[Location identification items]
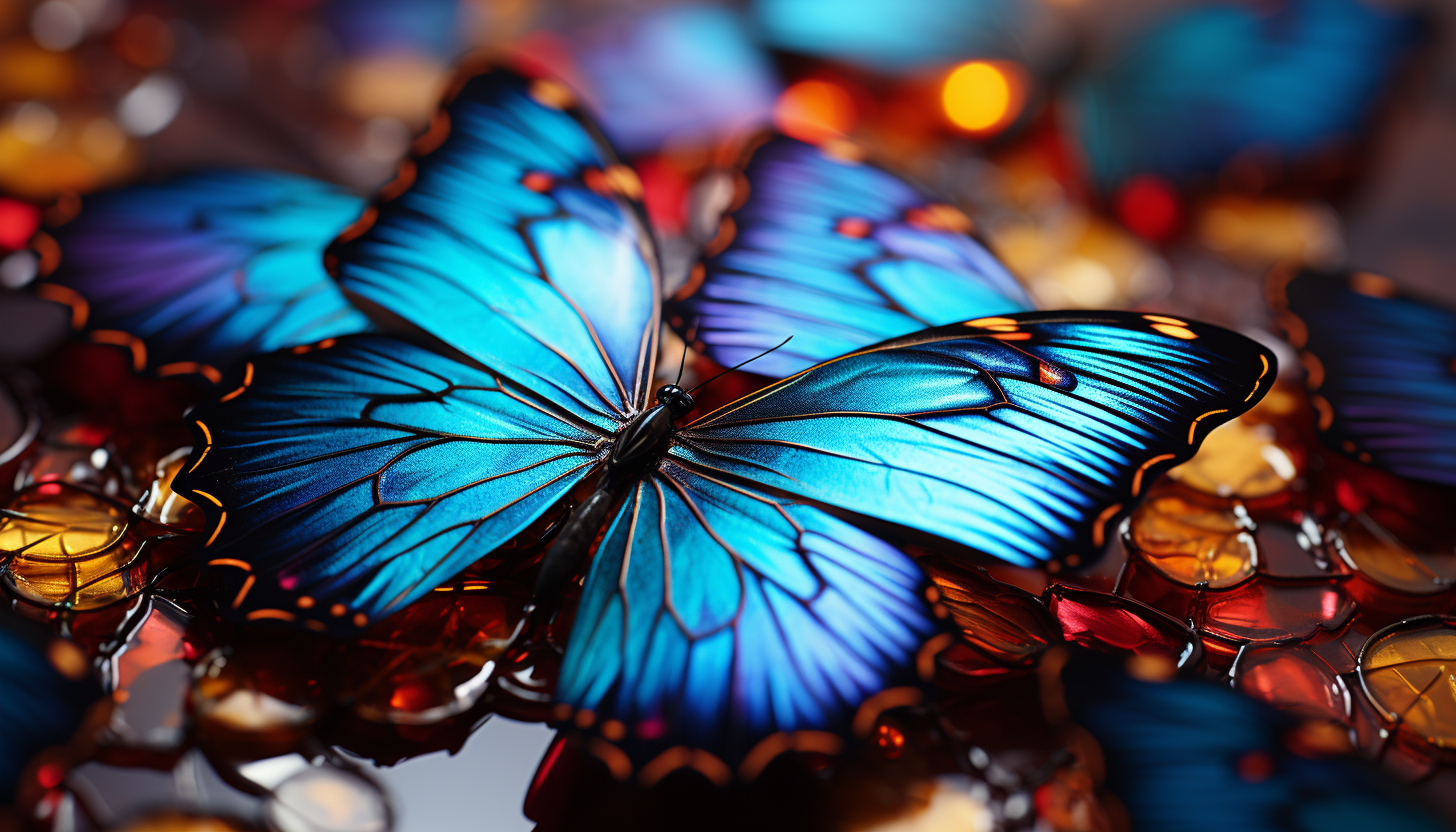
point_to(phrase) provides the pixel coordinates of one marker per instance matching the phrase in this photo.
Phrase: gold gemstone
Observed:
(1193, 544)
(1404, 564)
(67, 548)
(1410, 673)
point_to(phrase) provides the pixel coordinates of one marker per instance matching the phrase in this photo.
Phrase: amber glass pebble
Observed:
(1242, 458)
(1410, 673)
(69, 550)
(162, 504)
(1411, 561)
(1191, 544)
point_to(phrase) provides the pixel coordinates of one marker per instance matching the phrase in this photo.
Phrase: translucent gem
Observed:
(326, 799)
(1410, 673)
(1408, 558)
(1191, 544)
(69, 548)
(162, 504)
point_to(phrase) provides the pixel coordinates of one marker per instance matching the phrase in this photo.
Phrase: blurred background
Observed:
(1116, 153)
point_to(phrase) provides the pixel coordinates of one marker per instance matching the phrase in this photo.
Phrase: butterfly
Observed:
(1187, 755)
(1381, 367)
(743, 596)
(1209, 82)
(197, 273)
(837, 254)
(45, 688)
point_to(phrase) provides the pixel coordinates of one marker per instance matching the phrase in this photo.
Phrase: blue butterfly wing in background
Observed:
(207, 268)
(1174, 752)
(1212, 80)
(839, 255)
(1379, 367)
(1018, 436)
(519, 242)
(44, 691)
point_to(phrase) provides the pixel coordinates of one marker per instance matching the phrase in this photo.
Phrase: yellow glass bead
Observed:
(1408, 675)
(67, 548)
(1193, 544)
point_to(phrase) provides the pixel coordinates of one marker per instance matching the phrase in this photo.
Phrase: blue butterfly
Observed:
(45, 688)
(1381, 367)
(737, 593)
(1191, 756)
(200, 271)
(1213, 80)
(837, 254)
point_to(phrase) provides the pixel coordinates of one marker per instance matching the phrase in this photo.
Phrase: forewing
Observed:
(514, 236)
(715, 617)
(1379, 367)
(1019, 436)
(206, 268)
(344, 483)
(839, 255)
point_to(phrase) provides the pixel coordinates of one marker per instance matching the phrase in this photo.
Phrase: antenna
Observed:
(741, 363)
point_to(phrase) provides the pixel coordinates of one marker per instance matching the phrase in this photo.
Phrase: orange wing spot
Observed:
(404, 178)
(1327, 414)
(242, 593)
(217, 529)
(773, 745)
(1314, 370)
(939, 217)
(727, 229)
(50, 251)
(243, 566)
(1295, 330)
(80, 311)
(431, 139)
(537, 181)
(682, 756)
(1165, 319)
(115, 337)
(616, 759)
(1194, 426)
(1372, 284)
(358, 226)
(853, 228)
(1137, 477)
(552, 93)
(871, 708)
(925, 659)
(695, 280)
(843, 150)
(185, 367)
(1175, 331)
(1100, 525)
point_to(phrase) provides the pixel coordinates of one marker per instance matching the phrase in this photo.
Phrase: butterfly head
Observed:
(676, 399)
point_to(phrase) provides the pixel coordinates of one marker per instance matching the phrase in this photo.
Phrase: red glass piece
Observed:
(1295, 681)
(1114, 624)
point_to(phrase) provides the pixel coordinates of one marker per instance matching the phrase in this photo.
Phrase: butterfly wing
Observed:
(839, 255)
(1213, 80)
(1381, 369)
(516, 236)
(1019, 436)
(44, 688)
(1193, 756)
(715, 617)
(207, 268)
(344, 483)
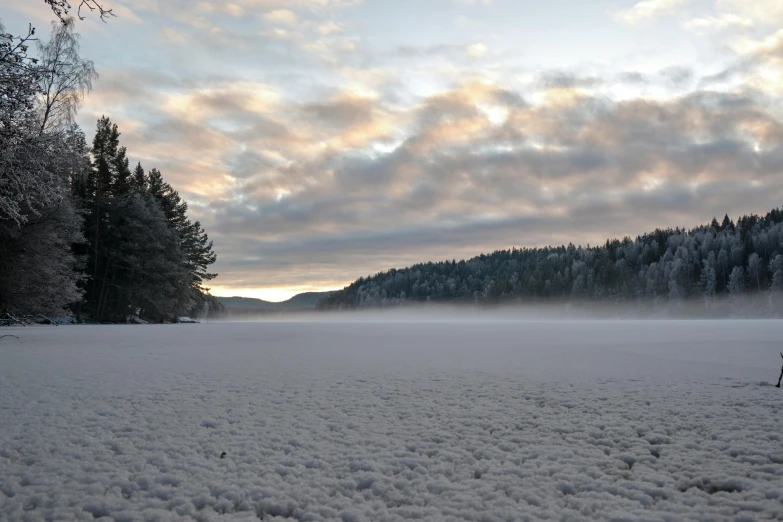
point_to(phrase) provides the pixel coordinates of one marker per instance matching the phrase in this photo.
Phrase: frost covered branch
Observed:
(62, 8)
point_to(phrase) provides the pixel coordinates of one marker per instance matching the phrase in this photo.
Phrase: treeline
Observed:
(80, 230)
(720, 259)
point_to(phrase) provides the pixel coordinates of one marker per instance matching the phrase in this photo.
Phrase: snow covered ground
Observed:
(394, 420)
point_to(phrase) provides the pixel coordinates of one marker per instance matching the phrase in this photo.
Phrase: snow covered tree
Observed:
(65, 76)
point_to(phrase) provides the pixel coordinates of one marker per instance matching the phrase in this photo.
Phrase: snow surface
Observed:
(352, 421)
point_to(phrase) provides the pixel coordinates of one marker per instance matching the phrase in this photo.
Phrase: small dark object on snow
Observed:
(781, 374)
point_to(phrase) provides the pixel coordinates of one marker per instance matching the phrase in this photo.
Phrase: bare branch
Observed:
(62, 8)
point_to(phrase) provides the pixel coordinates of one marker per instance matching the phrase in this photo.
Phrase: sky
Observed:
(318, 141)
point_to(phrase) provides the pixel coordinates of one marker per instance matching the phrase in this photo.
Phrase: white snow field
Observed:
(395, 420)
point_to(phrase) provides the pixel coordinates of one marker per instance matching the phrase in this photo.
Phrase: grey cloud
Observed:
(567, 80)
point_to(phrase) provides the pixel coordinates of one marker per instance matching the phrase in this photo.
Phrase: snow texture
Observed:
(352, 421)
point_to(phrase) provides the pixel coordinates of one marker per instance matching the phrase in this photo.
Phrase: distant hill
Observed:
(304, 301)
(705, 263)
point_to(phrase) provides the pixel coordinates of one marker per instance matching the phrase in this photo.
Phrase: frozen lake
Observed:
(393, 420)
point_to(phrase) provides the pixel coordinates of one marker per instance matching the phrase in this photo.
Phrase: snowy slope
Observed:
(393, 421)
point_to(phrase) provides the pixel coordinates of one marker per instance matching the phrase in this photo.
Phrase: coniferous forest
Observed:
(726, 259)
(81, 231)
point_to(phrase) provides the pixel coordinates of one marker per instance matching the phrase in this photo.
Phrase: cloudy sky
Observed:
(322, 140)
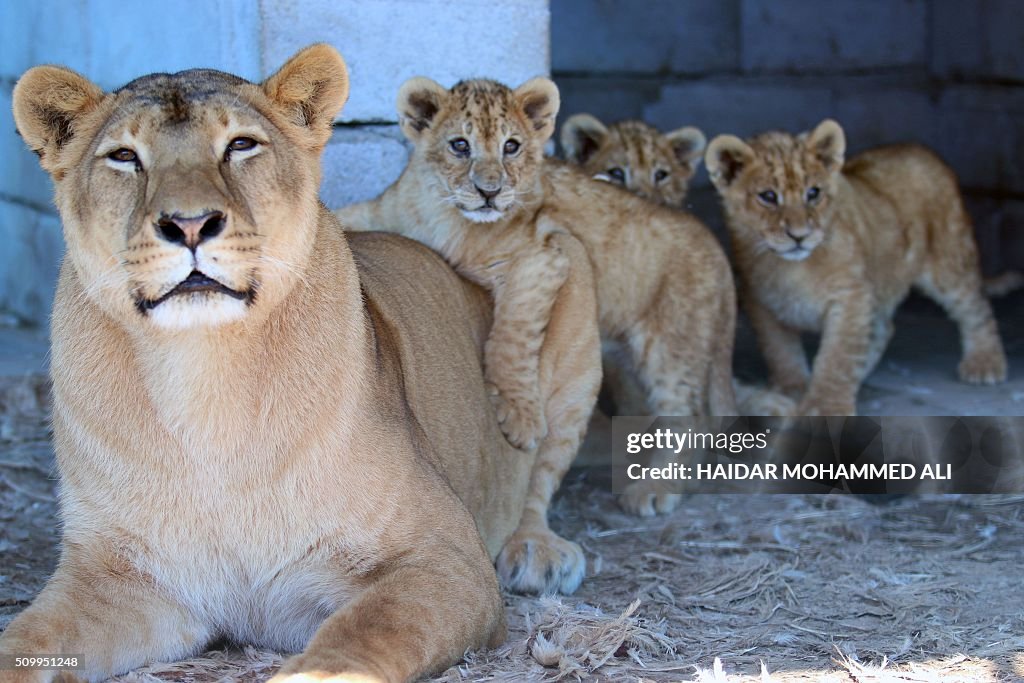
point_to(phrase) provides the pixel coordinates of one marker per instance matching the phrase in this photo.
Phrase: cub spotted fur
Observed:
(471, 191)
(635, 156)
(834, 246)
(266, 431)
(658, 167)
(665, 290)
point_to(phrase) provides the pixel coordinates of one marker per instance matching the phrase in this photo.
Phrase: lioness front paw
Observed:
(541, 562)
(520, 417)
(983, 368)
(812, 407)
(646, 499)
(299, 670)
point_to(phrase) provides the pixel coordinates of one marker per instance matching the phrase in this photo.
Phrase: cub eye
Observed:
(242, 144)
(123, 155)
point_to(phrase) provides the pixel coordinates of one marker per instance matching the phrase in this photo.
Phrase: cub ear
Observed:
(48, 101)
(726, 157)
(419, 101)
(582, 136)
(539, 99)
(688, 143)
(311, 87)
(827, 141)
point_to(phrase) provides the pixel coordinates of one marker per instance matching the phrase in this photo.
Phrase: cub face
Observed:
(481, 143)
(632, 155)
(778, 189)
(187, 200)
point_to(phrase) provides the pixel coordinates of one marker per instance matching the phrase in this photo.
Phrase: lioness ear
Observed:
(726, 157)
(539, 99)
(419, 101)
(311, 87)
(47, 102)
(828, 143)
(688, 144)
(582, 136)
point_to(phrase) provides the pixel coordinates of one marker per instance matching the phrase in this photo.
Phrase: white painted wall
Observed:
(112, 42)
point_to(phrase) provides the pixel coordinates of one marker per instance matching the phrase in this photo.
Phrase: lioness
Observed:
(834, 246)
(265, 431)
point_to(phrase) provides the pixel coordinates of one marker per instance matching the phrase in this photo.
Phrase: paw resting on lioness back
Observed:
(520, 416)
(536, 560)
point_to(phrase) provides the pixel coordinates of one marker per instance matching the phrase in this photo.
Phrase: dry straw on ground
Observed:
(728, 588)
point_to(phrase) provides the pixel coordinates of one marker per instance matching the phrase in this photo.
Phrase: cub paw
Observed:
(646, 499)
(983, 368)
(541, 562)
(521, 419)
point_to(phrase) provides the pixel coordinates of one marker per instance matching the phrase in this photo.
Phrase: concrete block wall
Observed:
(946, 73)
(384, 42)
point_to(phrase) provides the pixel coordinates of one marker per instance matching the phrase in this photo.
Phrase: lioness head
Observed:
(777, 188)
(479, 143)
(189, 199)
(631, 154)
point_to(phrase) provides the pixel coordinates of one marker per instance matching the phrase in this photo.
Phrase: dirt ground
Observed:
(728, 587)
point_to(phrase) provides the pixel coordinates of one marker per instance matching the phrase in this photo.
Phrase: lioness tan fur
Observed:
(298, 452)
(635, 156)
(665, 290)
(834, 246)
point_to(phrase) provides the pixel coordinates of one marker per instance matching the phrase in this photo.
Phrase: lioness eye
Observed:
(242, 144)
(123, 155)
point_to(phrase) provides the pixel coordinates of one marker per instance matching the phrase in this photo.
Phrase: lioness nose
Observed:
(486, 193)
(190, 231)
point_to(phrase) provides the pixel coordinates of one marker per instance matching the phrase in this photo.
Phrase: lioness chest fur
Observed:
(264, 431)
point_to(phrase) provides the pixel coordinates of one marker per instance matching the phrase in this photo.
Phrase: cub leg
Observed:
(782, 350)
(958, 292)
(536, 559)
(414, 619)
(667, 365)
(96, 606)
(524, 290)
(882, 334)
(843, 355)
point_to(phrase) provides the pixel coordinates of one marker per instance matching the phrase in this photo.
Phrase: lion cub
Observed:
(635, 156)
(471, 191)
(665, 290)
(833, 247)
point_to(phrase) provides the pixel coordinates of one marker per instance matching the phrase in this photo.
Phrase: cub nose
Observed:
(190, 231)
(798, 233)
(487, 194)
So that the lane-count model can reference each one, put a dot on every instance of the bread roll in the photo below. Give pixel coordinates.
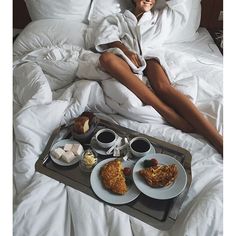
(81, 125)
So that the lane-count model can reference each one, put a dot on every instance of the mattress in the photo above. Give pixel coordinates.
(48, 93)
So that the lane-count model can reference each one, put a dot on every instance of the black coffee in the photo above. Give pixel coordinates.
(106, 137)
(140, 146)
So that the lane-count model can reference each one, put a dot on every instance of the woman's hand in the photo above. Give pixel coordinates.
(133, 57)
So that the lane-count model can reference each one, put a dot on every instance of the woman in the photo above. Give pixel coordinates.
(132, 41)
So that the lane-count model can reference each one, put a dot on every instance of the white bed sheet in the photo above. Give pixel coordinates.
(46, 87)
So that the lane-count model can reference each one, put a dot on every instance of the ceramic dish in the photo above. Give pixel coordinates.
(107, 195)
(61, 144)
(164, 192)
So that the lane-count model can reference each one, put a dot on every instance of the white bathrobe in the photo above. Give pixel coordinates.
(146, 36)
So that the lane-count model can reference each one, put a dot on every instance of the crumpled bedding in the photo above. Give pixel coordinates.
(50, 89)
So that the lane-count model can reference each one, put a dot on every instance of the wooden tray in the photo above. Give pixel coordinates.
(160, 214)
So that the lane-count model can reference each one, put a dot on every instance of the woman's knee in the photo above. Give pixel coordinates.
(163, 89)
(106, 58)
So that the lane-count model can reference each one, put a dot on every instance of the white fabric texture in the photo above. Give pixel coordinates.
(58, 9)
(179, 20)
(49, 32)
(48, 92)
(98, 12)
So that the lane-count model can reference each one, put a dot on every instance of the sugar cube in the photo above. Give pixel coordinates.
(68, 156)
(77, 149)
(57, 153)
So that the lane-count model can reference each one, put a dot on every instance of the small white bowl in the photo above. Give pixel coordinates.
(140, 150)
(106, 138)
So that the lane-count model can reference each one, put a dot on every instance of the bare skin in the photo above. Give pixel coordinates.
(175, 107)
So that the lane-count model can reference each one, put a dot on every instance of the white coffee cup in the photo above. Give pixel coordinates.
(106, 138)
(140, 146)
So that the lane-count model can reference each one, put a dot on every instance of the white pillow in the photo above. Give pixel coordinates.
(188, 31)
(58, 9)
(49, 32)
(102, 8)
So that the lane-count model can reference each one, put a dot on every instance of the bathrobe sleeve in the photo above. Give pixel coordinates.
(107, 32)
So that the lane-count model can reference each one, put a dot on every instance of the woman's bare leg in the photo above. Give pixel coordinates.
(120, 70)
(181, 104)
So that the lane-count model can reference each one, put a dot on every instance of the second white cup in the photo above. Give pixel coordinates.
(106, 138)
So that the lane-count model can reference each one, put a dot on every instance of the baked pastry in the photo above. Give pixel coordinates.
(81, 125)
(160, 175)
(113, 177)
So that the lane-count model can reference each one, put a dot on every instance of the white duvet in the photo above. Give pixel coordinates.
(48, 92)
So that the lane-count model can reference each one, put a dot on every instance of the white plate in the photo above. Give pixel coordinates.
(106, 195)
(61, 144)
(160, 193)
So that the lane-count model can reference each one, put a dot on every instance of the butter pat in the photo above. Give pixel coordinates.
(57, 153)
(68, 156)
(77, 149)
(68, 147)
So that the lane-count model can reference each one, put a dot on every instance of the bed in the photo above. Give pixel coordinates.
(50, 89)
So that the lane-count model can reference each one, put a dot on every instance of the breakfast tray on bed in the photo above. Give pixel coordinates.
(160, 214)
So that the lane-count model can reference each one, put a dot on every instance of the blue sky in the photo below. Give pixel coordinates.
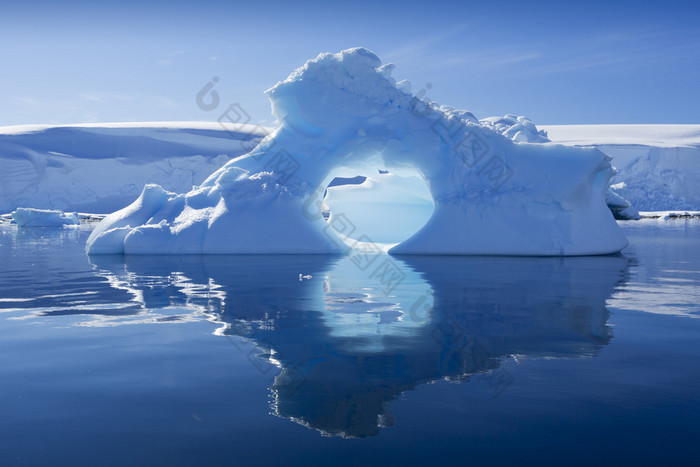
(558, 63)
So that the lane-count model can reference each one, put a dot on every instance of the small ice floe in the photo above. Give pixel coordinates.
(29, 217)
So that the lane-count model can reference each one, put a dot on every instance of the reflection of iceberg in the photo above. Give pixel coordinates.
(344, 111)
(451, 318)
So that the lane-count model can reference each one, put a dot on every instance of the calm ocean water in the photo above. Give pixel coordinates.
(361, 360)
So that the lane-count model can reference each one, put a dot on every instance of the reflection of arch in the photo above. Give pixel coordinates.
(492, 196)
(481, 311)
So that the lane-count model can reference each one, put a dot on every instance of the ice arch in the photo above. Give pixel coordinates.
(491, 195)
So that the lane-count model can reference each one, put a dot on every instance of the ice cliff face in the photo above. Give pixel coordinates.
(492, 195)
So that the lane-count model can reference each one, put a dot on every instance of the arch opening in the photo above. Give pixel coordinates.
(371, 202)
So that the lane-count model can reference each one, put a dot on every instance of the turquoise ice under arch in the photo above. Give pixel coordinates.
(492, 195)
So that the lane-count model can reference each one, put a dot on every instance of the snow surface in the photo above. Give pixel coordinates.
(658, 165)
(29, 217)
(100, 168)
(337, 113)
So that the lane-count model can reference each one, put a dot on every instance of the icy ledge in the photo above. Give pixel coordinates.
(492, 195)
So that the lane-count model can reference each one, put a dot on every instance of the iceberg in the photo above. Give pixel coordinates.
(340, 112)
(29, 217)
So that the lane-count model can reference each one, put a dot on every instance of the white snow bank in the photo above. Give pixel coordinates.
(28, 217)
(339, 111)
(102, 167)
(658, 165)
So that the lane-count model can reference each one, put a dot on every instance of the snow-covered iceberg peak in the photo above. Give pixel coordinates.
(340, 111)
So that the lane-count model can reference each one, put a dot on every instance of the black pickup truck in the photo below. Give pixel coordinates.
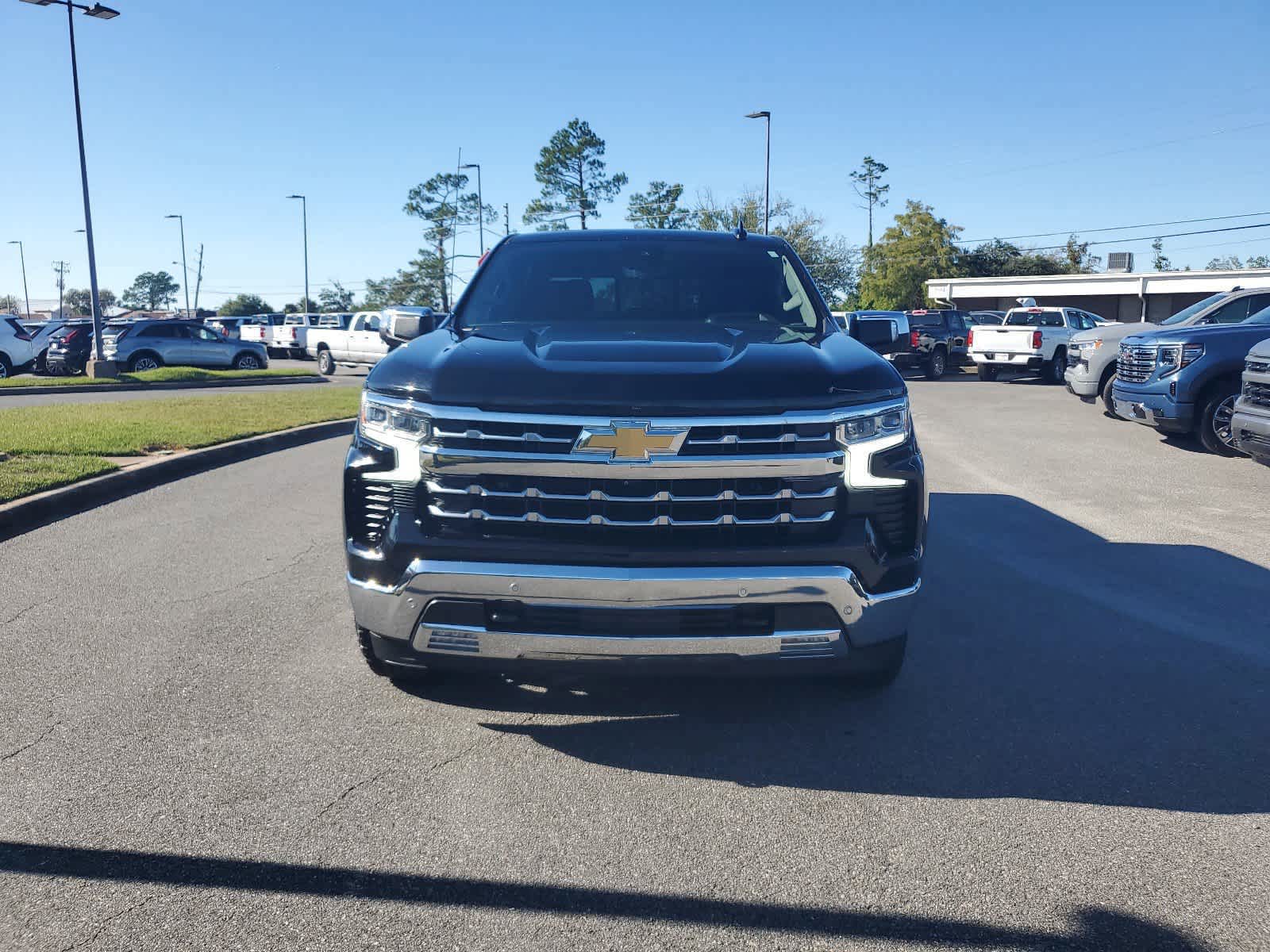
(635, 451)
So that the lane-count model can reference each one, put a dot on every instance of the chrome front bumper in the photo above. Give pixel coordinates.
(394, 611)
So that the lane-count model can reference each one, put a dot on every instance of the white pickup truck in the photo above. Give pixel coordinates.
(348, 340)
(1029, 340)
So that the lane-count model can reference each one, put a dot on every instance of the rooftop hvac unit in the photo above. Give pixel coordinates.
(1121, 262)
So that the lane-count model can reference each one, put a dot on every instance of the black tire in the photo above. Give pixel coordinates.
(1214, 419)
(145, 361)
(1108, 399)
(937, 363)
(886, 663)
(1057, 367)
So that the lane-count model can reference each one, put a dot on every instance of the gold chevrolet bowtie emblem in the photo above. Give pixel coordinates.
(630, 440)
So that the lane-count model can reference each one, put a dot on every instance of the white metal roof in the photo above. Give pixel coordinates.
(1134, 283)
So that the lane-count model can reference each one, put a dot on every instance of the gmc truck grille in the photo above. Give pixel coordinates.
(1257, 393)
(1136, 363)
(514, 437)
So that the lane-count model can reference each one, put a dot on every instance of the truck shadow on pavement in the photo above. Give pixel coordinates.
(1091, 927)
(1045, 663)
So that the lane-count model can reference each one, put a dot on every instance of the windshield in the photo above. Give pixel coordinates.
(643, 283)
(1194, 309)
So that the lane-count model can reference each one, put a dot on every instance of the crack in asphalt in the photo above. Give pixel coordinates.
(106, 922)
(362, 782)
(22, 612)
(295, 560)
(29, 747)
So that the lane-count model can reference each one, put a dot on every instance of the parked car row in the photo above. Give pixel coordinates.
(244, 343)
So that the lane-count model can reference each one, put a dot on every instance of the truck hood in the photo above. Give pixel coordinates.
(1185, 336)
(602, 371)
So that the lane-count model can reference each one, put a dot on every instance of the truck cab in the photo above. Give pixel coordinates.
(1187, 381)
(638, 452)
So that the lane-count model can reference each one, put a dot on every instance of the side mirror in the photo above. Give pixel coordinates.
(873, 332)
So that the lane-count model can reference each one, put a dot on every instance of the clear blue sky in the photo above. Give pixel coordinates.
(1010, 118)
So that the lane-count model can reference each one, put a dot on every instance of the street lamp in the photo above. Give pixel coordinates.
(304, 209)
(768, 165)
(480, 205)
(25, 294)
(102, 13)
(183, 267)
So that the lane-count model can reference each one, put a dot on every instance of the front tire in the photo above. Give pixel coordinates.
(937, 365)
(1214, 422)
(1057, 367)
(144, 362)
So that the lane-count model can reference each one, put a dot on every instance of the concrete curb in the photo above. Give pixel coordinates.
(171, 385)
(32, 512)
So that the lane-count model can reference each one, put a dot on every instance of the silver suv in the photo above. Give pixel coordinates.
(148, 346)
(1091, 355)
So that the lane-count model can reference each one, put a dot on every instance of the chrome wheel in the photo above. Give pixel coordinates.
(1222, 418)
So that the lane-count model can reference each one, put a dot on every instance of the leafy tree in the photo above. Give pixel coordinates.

INSTRUCTIONS FOR THE TASK -
Convert the rows from the line containing "emblem in the photo above. Give pixel coordinates." through the line containing "(1134, 283)" into a two-column CSV with the columns request and answer. Write one CSV row per request, put each field in quotes, and replace any line breaks with spaces.

RESPONSE TO THE TASK -
request,answer
"So that the lane-count model can reference each one, put a dot on every instance of the gold chevrolet bowtie emblem in the photo above. Give pixel coordinates.","(630, 440)"
"So that the lane-count model can reference each one, put a dot on every instance of the white metal roof in the photo above. Give pixel coordinates.","(1134, 283)"